What to do>
Exact copies of all the entries are required.

Dataset entries>
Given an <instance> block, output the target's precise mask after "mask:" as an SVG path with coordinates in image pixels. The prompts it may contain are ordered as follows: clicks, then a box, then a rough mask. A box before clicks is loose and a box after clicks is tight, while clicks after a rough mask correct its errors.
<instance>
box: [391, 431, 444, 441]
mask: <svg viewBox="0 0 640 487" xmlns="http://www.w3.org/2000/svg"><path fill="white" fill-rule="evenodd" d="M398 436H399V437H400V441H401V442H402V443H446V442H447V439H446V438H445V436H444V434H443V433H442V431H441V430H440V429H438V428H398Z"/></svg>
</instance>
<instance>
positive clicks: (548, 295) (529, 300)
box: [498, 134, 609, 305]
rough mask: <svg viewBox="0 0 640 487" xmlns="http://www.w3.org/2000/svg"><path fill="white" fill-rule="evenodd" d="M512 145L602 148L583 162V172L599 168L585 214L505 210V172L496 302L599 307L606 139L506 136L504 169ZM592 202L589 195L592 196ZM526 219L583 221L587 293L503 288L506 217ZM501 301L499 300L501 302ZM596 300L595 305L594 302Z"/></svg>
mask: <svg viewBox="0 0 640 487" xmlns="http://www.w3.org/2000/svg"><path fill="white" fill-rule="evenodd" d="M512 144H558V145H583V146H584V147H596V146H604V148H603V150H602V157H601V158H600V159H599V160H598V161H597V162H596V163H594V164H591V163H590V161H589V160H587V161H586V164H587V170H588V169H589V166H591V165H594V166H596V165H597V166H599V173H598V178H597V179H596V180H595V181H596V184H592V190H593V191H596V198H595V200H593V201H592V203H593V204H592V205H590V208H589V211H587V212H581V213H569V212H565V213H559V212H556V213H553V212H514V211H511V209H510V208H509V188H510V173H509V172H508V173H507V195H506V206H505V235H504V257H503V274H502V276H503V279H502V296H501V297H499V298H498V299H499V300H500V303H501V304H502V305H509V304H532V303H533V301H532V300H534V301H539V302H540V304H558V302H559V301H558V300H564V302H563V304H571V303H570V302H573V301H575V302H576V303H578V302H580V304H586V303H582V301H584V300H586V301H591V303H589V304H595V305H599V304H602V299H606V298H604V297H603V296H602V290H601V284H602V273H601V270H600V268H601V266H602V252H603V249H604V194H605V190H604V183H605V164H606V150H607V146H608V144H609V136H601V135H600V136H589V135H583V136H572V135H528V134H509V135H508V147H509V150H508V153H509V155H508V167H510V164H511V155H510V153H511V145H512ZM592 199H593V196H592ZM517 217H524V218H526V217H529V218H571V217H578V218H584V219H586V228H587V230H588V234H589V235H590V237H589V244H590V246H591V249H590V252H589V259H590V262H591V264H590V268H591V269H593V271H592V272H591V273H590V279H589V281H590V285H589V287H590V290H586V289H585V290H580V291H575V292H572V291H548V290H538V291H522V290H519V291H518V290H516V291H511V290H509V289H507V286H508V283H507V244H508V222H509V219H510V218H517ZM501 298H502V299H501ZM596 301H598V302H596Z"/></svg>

Task solution>
Given an <instance> block, output the target's precise mask after "mask:" as an SVG path with coordinates in image pixels. The prompts it may contain are ordered as follows: clicks, then a box, then a rough mask. A box before clicks is loose and a box after clicks is tight, while clicks after a rough mask correct its errors.
<instance>
box: [391, 431, 444, 441]
mask: <svg viewBox="0 0 640 487" xmlns="http://www.w3.org/2000/svg"><path fill="white" fill-rule="evenodd" d="M398 436H399V437H400V441H401V442H402V443H446V442H447V439H446V438H445V436H444V434H443V433H442V431H441V430H440V429H438V428H398Z"/></svg>
</instance>
<instance>
positive clicks: (548, 295) (529, 300)
box: [498, 134, 609, 305]
rough mask: <svg viewBox="0 0 640 487" xmlns="http://www.w3.org/2000/svg"><path fill="white" fill-rule="evenodd" d="M512 145L602 148L583 162V172L599 168L585 214L505 210V172L496 302L599 307L606 139L506 136L504 169ZM592 202L589 195L592 196ZM526 219L583 221L587 293L503 288L506 217ZM501 301L499 300L501 302ZM596 300L595 305L594 302Z"/></svg>
mask: <svg viewBox="0 0 640 487" xmlns="http://www.w3.org/2000/svg"><path fill="white" fill-rule="evenodd" d="M512 144H558V145H583V146H584V147H596V146H604V148H603V150H602V157H601V158H600V159H599V160H598V161H597V162H596V163H594V164H591V163H590V161H589V160H587V161H586V164H587V170H588V169H589V166H591V165H594V166H596V165H597V166H599V173H598V178H597V179H596V180H595V181H596V184H592V190H593V191H596V198H595V200H593V201H592V203H593V204H592V205H590V208H589V211H587V212H581V213H569V212H565V213H559V212H556V213H553V212H514V211H511V209H510V208H509V188H510V173H509V172H508V173H507V195H506V206H505V235H504V257H503V274H502V276H503V279H502V296H501V297H499V298H498V299H499V300H500V303H501V304H502V305H509V304H532V303H533V301H532V300H534V301H539V302H540V304H558V302H559V301H558V300H564V302H563V304H571V303H570V302H573V301H575V302H576V303H578V302H580V304H586V303H582V301H584V300H586V301H591V303H589V304H595V305H599V304H602V299H606V298H604V297H603V296H602V290H601V284H602V273H601V270H600V268H601V266H602V252H603V249H604V194H605V190H604V183H605V164H606V150H607V146H608V144H609V136H601V135H600V136H589V135H583V136H572V135H528V134H509V135H508V147H509V150H508V153H509V155H508V167H510V164H511V155H510V153H511V145H512ZM592 199H593V196H592ZM517 217H524V218H526V217H529V218H571V217H578V218H584V219H586V228H587V230H588V234H589V235H590V237H589V244H590V246H591V249H590V252H589V259H590V262H591V264H590V268H591V269H593V271H592V272H591V273H590V279H589V281H590V285H589V287H590V290H586V289H585V290H580V291H575V292H572V291H548V290H538V291H522V290H519V291H518V290H516V291H511V290H509V289H507V286H508V283H507V244H508V222H509V219H510V218H517ZM501 298H502V299H501ZM596 301H598V302H596Z"/></svg>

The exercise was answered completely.